TEXT EXCERPT:
****************************************

You know that you will have to attach 2-cells to make this a CW complex, but if you don't have beta and delta, it is not clear how to attach these. The way you get beta and delta is by starting from what is required - attaching 2-cells, and seeing what you need to be able to attach those - a 1-skeleton which can provide the boundary of the 2-cell.

Try and see if you can construct this space without beta and delta, You'll see that you don't have enough to attach to

note that this is why if f, g:X->Y and Y is hausdorff then f=g is a closed subset of X

because it's the pre-image of the diagonal Y \subset YxY along (f, g) :X->YxY

I'm not sure this is true. If you take L=E, then the image is just the trivial subgroup. Which unless L/K is finite is not open. And if L/K is finite the topology is discrete, so any continuous map is open.

Also very much a #groups-rings-fields question, and not a #point-set-topology I guess

Why are algebraic topology authors like this?

What are the two morphisms that we're taking the coequalizer of supposed to be?

Would it really be that hard to include a description of the two arrows?

Lol Goerss Jardine is probably one of the harder ones to read

They teach it like those language teachers who insist on only speaking said language from the first day of class

classic

Anyway, what are the two arrows supposed to be?

I thought it would be some index bs on i and then on j, but since i appears in the second slot of the diagram, I'm not sure

Think of this pictorially. What the coequalizer says is that the boundary of Delta^n is obtained by gluing together n+1 copies of Delta^(n-1). The gluing has to happen along the shared faces of those, which are all Delta^(n-2)s. The (i, j)th copy of Delta^(n-2) is supposed to specify the gluing between the ith and the jth copies of Delta^(n-1). It suffices to take only pairs i < j instead of all i,j because gluing the ith thing to the jth thing is the same as gluing the other way. The gluing happens as follows - the jth face of the ith copy of Delta^(n-1) gets glued to the ith face of the jth copy of Delta^(n-1). Therefere, you would expect the first map to be, on the (i, j)th copy of Delta^(n-2), the inclusion as the jth face of the ith copy, and the second map on this copy would be the inclusion as the ith face of the jth copy.

****************************************

SUPPLIED DATA:
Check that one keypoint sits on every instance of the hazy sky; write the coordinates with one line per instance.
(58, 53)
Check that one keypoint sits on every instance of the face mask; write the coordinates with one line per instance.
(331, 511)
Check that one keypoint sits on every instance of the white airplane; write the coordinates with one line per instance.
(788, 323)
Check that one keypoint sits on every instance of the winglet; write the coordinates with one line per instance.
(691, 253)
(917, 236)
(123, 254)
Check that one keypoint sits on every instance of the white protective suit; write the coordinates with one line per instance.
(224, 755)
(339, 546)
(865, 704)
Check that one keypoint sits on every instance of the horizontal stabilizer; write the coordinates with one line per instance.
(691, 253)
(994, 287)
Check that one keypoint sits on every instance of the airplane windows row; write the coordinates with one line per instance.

****************************************

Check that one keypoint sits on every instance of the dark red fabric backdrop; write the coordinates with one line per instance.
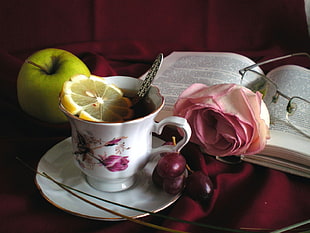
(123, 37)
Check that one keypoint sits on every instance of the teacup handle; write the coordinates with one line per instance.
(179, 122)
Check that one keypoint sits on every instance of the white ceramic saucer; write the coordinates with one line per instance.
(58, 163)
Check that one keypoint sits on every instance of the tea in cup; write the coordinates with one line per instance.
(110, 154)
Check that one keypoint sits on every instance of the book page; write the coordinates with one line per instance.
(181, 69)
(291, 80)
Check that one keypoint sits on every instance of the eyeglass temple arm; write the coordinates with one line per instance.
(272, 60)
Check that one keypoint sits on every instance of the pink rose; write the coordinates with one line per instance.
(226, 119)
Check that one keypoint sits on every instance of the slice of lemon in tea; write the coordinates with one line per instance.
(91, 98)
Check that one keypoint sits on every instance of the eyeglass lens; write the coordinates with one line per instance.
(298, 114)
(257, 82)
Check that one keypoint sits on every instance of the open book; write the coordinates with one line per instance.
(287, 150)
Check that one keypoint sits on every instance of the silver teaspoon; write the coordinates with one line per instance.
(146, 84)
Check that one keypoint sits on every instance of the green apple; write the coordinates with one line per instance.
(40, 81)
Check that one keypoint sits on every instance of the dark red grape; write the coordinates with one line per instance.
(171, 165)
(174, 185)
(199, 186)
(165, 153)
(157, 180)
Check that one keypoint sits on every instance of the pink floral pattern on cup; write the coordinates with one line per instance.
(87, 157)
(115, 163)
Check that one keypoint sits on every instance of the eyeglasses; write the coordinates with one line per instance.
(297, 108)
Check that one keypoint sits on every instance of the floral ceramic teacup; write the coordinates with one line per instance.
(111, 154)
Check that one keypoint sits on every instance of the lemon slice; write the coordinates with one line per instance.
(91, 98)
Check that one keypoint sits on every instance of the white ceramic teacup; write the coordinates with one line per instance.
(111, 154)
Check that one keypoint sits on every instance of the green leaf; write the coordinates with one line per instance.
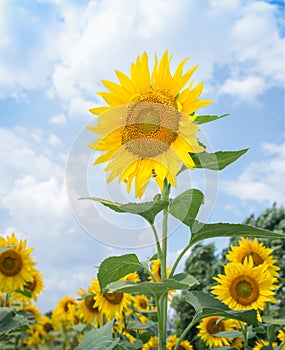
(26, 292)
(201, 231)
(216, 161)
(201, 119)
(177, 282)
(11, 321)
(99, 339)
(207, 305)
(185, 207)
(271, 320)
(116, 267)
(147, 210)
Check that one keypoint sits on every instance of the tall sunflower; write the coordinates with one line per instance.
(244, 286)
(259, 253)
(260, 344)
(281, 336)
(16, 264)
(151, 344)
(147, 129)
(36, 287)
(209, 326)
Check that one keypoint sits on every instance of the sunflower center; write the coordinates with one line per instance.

****************************************

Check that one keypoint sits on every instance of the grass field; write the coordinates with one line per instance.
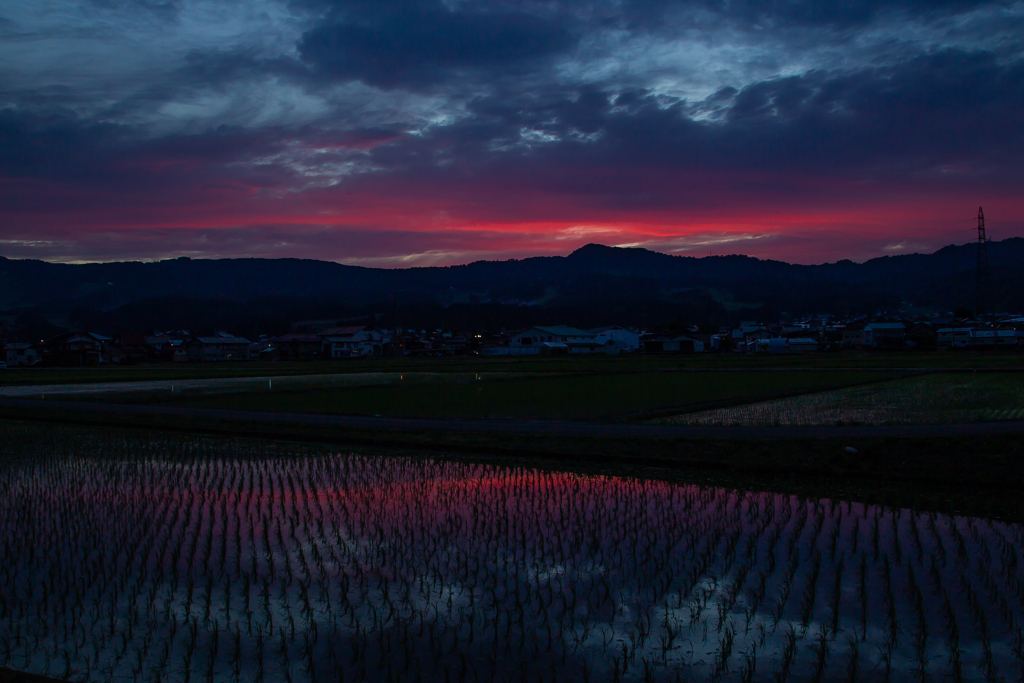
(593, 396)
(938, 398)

****************************************

LIST OF TASKS:
A: Write out the stretch of the topology thread from "Also very much" through "the two arrows?".
B: Answer these from the topology thread:
(i) What must Y be so that the set where f=g is a closed subset of X?
(ii) Which authors are called probably among the harder ones to read?
(iii) How many copies of Delta^(n-1) are glued together to get the boundary of Delta^n?

PROBLEM SOLUTIONS:
A:
Also very much a #groups-rings-fields question, and not a #point-set-topology I guess

Why are algebraic topology authors like this?

What are the two morphisms that we're taking the coequalizer of supposed to be?

Would it really be that hard to include a description of the two arrows?

B:
(i) Hausdorff
(ii) Goerss Jardine
(iii) n+1